Shoppers pressed for time should stick to the fast track around the outer aisles of the supermarket for nutritious, reliable staples, according to home economist Gloria Brown of the University of California Cooperative Extension.
"This is a great way to shop if you are in a hurry and concentrating on getting most nutritious foods for your family," said Brown, also with the Dairy Council of California. "Try staying away from the inner aisles, where impulse buying can get you into trouble with high-calorie foods.
Brown suggested starting with the meat section since most lunches and dinners are planned around this core group. Two daily servings from the meat group give the average healthy child and adult plenty of protein and iron.
Next, move to the dairy case, where you can stock up on milk, cheeses and good lunchtime foods like yogurt or cottage cheese. The dairy group provides calcium, important for strong bones throughout life, and other essential nutrients. Children and adult women should have three daily dairy group servings; men need two daily servings. Teen-agers, pregnant and post-menopausal women should have four daily servings.
Round out the week's menu with fruits and vegetables. The recommended number of daily servings for children and adults is four for Vitamins A and C and fiber.
"For breads and cereals, most people get into danger right off the bat in the 'high-impulse area' near the bakery. I have found it is best to get the basic breads and cereals last, and check out before you are tempted by the sugary items," Brown said.
Children and adults should have four daily servings from the breads and cereals group for B vitamins and fiber.

* **Dataset content**:

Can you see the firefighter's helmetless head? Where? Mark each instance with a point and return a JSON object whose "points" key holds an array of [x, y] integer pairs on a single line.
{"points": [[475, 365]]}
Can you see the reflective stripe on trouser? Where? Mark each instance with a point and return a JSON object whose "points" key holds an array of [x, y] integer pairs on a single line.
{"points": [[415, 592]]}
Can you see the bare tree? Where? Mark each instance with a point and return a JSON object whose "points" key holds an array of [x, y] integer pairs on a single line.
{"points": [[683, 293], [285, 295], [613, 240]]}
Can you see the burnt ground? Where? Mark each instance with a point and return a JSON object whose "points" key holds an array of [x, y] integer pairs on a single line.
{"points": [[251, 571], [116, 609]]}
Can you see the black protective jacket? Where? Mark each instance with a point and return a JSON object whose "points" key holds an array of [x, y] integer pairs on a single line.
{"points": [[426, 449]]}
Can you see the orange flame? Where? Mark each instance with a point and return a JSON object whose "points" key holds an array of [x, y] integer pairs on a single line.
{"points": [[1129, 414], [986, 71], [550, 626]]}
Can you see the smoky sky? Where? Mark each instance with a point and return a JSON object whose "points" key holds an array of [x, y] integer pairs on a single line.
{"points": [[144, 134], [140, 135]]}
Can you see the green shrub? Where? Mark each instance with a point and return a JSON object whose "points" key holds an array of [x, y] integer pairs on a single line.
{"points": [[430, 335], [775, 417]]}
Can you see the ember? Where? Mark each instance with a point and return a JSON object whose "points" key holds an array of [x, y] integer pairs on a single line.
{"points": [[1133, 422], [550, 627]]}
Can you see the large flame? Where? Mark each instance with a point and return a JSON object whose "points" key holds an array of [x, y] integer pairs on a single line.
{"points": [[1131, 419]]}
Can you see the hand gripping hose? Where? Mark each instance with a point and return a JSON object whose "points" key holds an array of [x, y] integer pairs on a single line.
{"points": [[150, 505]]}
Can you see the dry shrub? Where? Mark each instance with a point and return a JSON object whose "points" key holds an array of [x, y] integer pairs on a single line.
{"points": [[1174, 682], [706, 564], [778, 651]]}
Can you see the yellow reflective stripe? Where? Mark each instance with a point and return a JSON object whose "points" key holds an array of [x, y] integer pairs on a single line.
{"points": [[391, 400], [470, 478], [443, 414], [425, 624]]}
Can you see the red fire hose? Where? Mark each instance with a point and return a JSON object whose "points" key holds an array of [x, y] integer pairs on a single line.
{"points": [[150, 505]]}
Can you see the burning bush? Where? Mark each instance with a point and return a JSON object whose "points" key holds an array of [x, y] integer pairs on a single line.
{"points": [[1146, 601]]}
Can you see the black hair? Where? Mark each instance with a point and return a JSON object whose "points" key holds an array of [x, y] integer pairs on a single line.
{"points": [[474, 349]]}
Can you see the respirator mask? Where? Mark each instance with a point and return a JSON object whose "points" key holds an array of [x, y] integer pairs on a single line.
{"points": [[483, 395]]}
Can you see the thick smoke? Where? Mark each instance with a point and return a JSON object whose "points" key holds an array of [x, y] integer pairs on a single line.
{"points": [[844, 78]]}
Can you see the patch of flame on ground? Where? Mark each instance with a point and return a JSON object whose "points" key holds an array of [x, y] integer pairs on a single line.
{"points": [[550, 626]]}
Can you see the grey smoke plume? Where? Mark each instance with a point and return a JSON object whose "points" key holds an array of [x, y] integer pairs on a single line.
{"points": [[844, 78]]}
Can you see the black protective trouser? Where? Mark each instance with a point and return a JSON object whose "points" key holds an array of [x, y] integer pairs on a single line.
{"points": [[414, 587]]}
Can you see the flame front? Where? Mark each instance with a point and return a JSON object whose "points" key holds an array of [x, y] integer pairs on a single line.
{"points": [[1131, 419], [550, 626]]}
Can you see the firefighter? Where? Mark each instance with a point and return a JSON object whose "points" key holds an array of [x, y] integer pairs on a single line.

* **Requirement**: In the supermarket shopping article, how many daily dairy group servings should men have? The records are separate material with no connection to the text.

* **Solution to this exercise**: Men need two daily servings from the dairy group.